## Written problem 1
Retype the stretch of the Salami demonstrator post below from "Salami focused on" through "and Target Jobs.".
## Written problem 2
Using the Salami demonstrator post below, answer yes or no to each statement and quote the deciding words: (a) the demonstrator's course information comes from feeds that are complete; (b) job profiles were linked by attaching them to occupation terms instead of by searching; (c) the thesaurus has been fully cleaned up.

--- Begin Extract to read ---

APS Updates

Archive for March 2013

A slice of Salami: integrating course and job profile searching

leave a comment »

The Salami Layer

We’ve been developing a prototype of the ‘Salami Layer’ idea first mooted a while back as a result of the University of Nottingham’s Salami project. This is all about linking data together to make useful services for people, and to provide more nodes in a growing network of interoperable data.

Salami focused on labour market information. We’ve been taking it forward in the MUSAPI (MUSKET-SALAMI Pilots) project with a view to producing a hybrid service (or services) that use both the MUSKET text description comparison technology and the SALAMI layer material to link together courses and job profiles.

Salami HTML Demo

Thanks to the skill of our newest member of staff at APS (Jennifer Denton), we now have a demonstrator here: http://81.187.183.45/Salami/salami. It uses recently published XCRI-CAP feeds from The Open University, Courtauld Institute and the University of Leicester as the source of its courses information (noting that these are not necessarily comprehensive feeds). Job Profile information has come from Graduate Prospects, from the National Careers Service and Target Jobs.

The purpose of the demonstrator is to show how we can link together subject concepts that are used to find courses with occupation concepts used to find job profiles. It relies on classifying courses with appropriate terms, in this case JACS3, for the discovery of relevant courses, mapping subject concepts to occupation concepts and then linking in the job profiles. This last task was done by attaching them to the occupation terms (in this case CRCI – Connexions Resource Centre Index – terms), rather than by searching – that will come later. All of these bits were wrapped up in a thesaurus. We then made it all go via a MySQL database, some Java code and a web page. There are some sharp edges still as we haven’t finished cleaning up the thesaurus, but I think it shows the principles.

We haven’t used random keywords, but well known classification systems instead, so that we can develop a discovery service that produces relevant and ranked results (eventually), not just a Go0gle-style million hits listing.

The way the demonstrator works is as follows:

  • Select a term from the drop-down list at the top. This list consists of our thesaurus terms of a mixture of academic subjects for searching for courses and occupation terms for searching job profiles. You can start typing, and it will go to that place on the list. For example try “History of Art”.
  • Then click Select. This will bring up a list of Related Terms (broader, narrower and related terms with respect to your selection), Subject/Occupation Terms (if you’ve picked a subject, it will show related Occupation Terms; if you picked an occupation, it will show related Subject Terms); and Links to Further Information.

--- End Extract to read ---
--- Begin Data excerpts ---

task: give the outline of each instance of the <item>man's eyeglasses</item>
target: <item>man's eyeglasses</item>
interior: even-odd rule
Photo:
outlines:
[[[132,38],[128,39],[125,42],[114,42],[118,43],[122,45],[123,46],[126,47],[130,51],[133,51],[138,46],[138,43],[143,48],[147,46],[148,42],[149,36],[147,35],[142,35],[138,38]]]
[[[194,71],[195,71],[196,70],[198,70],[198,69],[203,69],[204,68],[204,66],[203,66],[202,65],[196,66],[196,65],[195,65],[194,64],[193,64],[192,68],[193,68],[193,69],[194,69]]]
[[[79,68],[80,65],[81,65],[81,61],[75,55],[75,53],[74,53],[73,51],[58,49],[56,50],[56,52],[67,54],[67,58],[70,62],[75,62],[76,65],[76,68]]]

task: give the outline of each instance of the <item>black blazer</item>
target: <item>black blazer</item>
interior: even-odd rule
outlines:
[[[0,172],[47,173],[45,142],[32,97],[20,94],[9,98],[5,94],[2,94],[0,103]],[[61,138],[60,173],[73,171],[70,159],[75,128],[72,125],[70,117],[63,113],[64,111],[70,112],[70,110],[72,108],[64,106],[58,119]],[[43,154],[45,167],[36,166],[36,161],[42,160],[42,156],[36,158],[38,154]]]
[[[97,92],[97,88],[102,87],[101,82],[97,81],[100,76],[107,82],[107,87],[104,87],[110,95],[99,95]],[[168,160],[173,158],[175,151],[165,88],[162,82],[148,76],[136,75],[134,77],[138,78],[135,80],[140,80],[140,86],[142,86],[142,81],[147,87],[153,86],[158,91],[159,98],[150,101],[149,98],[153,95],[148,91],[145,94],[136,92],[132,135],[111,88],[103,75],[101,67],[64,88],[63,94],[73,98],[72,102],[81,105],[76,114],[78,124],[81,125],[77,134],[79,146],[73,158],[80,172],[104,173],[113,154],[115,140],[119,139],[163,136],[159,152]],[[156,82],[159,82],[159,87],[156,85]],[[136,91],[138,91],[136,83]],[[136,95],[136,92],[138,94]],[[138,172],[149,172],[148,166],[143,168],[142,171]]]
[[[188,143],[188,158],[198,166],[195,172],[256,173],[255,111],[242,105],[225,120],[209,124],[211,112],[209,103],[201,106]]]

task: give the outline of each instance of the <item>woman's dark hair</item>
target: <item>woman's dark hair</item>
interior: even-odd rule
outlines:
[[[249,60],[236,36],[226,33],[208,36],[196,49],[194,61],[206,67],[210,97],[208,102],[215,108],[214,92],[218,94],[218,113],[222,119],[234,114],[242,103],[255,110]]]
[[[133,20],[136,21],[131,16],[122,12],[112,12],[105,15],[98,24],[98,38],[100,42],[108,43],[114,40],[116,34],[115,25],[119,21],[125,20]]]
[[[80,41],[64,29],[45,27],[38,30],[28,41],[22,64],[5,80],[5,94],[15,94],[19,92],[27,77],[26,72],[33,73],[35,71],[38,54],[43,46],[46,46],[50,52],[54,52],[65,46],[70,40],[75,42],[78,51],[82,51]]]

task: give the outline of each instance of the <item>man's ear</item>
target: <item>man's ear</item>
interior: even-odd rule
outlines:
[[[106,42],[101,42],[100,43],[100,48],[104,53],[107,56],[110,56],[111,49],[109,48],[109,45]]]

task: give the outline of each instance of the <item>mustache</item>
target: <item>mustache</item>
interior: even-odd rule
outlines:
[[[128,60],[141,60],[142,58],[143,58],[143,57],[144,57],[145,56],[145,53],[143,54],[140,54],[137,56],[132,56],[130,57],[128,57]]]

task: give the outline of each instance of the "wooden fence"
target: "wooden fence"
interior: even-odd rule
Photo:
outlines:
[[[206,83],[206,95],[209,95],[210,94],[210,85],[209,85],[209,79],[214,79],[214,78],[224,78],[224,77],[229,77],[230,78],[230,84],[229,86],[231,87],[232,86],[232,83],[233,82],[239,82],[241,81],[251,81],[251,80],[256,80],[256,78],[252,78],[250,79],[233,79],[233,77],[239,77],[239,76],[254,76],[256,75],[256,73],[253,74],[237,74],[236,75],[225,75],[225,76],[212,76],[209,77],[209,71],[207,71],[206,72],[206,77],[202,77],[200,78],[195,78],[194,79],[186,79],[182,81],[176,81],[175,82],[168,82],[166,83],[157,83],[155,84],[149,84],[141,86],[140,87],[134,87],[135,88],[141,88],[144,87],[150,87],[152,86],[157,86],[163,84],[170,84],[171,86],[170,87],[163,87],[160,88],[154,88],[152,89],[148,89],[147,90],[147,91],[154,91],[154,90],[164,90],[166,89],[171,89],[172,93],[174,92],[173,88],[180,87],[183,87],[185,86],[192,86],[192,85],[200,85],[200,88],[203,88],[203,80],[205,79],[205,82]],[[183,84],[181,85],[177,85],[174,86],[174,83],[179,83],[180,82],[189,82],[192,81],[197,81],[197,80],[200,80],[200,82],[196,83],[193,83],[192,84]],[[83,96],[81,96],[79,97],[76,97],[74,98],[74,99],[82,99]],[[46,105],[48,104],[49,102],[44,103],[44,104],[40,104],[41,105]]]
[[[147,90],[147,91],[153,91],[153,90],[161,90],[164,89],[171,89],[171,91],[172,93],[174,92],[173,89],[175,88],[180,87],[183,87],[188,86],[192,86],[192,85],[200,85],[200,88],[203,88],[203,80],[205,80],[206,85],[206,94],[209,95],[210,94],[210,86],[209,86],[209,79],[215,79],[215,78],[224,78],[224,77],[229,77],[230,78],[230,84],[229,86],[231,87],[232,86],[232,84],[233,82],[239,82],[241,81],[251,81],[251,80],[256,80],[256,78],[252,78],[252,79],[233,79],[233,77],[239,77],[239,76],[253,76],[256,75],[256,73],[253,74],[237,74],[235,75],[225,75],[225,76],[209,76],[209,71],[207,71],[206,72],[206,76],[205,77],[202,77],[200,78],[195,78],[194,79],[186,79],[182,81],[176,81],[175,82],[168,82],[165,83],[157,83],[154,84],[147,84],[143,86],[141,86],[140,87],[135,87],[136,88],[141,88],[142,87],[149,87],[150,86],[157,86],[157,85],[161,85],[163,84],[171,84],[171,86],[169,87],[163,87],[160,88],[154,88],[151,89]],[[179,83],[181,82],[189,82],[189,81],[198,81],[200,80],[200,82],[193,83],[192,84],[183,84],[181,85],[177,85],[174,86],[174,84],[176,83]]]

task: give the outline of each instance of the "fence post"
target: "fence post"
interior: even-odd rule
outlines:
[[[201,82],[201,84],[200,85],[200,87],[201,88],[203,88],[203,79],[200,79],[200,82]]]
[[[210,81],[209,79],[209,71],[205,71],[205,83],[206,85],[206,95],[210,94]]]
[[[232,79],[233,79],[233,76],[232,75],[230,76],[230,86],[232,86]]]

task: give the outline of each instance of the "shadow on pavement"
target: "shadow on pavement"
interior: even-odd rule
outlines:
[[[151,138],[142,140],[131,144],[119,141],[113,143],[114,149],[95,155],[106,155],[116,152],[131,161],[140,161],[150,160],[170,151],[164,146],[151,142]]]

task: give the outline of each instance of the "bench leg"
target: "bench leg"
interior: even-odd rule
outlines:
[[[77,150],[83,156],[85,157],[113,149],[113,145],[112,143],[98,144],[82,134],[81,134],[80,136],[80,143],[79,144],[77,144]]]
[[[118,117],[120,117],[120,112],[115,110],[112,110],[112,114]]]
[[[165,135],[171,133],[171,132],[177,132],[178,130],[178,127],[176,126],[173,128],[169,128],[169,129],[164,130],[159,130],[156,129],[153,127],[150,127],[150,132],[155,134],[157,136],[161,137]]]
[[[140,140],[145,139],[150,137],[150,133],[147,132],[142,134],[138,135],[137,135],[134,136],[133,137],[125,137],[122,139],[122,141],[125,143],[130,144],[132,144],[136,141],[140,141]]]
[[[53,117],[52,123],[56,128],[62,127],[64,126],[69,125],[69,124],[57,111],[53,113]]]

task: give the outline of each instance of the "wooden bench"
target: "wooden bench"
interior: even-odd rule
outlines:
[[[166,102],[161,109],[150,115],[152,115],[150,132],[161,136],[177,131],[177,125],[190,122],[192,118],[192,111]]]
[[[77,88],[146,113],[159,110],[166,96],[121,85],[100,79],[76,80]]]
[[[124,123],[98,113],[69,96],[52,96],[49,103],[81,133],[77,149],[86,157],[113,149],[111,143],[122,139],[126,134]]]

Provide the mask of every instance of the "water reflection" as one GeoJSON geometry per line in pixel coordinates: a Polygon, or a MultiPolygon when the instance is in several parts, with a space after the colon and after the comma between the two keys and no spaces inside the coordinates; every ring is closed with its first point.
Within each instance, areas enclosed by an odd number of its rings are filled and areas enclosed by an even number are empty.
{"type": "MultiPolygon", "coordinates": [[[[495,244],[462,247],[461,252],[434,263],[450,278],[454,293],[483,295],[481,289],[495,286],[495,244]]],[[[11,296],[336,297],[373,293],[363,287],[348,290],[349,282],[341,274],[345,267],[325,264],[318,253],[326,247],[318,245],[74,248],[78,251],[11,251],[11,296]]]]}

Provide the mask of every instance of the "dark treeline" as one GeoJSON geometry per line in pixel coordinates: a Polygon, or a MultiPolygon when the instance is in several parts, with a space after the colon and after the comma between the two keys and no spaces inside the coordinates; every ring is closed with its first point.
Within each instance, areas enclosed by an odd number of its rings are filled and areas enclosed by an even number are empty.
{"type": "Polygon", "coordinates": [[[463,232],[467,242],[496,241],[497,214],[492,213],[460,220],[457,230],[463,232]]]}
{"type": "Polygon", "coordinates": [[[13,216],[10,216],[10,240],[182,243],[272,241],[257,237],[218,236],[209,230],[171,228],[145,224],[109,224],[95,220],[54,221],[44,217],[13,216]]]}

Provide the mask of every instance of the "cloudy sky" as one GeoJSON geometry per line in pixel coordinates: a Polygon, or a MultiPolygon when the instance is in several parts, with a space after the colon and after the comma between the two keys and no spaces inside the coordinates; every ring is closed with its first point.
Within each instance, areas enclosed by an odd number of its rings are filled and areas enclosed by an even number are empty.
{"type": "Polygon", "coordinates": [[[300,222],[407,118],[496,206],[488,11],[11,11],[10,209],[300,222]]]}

--- End Data excerpts ---
--- Begin Data excerpts ---

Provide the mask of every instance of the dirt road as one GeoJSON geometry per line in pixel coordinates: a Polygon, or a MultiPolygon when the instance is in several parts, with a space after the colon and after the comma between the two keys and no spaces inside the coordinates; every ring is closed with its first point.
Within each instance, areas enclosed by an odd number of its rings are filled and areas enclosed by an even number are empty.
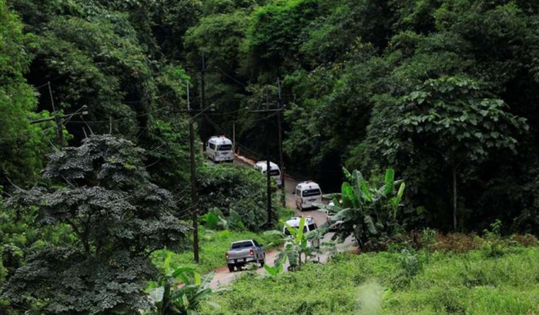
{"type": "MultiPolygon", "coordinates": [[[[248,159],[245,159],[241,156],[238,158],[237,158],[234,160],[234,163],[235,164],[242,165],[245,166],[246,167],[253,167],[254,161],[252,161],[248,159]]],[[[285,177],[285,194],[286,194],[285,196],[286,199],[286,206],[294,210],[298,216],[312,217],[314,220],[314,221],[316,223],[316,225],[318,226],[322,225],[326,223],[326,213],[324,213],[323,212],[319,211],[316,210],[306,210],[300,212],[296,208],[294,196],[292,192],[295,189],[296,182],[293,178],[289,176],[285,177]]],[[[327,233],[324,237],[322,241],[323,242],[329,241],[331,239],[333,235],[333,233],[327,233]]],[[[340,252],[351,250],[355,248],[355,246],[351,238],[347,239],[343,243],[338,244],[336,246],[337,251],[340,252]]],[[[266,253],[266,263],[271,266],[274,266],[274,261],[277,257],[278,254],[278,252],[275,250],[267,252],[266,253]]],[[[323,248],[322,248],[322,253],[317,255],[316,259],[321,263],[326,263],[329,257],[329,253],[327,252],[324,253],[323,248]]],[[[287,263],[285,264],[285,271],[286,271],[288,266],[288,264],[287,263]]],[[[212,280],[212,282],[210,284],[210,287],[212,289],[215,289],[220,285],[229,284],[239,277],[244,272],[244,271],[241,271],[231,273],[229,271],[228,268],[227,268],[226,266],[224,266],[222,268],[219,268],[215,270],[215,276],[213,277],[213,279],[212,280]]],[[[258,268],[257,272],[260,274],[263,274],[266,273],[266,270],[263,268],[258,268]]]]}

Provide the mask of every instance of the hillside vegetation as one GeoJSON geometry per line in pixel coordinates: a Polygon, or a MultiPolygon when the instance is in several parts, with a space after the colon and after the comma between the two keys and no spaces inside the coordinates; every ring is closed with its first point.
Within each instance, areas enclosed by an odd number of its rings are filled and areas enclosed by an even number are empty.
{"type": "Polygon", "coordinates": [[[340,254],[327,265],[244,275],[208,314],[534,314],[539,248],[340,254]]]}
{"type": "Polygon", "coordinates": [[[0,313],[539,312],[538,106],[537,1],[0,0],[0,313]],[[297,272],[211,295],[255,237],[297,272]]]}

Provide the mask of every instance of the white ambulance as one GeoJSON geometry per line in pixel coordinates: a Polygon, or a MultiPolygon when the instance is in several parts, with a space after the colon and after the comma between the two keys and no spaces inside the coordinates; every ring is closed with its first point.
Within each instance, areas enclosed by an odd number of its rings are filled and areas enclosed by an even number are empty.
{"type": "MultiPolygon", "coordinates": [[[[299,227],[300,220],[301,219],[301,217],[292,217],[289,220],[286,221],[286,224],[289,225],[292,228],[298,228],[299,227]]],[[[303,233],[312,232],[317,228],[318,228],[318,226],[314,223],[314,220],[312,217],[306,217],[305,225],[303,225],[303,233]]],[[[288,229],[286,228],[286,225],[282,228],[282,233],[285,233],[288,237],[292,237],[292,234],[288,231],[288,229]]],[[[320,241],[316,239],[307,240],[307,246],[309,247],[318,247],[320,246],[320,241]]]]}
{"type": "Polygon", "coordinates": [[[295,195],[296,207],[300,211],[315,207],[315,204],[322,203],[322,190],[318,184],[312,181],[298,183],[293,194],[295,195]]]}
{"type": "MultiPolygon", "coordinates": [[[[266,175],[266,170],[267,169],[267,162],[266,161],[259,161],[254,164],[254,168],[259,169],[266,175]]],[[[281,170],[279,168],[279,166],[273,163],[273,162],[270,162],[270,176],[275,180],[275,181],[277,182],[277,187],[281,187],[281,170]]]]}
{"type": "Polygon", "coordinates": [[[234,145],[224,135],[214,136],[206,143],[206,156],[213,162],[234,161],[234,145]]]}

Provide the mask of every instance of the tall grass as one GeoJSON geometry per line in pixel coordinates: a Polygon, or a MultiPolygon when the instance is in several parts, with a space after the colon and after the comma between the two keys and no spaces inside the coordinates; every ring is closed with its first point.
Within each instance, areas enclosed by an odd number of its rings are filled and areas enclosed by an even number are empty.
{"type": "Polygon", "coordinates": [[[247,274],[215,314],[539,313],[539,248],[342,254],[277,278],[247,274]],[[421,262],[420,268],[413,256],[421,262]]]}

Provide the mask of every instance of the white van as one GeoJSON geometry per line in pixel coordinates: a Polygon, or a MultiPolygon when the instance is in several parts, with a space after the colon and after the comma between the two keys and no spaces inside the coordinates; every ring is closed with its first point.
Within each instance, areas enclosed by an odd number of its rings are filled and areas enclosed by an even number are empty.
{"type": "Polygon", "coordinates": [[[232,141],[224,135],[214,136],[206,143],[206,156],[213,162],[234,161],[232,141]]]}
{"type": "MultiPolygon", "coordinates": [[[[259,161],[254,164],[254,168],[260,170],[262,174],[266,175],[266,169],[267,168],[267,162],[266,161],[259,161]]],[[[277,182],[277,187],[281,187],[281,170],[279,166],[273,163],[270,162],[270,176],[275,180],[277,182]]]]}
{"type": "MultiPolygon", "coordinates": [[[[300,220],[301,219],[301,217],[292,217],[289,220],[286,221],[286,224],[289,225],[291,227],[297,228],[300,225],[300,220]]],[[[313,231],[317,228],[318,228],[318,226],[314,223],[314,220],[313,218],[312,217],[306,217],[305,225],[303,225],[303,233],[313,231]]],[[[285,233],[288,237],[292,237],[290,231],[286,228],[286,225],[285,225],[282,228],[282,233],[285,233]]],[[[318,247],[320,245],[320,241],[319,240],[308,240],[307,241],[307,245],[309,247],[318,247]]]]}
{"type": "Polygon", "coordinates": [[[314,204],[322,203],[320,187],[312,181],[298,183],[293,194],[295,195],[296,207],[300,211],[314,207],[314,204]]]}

--- End Data excerpts ---

## Written answer 1
Salami focused on labour market information. We’ve been taking it forward in the MUSAPI (MUSKET-SALAMI Pilots) project with a view to producing a hybrid service (or services) that use both the MUSKET text description comparison technology and the SALAMI layer material to link together courses and job profiles.

Salami HTML Demo

Thanks to the skill of our newest member of staff at APS (Jennifer Denton), we now have a demonstrator here: http://81.187.183.45/Salami/salami. It uses recently published XCRI-CAP feeds from The Open University, Courtauld Institute and the University of Leicester as the source of its courses information (noting that these are not necessarily comprehensive feeds). Job Profile information has come from Graduate Prospects, from the National Careers Service and Target Jobs.

## Written answer 2
(a) No: "noting that these are not necessarily comprehensive feeds"
(b) Yes: "This last task was done by attaching them to the occupation terms (in this case CRCI – Connexions Resource Centre Index – terms), rather than by searching"
(c) No: "we haven’t finished cleaning up the thesaurus"